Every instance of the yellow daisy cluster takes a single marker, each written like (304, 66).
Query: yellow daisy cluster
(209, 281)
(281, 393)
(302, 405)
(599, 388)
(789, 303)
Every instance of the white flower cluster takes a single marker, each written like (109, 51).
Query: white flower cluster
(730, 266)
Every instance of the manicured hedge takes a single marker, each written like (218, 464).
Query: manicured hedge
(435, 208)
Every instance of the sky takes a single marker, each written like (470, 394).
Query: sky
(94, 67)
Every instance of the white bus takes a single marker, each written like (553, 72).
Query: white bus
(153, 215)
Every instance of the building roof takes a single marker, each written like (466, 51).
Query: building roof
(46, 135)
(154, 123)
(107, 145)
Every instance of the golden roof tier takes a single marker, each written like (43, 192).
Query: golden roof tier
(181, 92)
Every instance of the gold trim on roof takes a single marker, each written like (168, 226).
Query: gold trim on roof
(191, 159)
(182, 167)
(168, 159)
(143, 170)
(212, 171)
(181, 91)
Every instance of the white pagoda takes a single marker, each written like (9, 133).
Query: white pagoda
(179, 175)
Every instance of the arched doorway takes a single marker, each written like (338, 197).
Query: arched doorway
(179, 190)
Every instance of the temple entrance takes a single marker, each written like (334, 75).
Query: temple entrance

########################################

In the records shown above, how many lines include the word "entrance"? Answer with the number only.

* REPLY: 2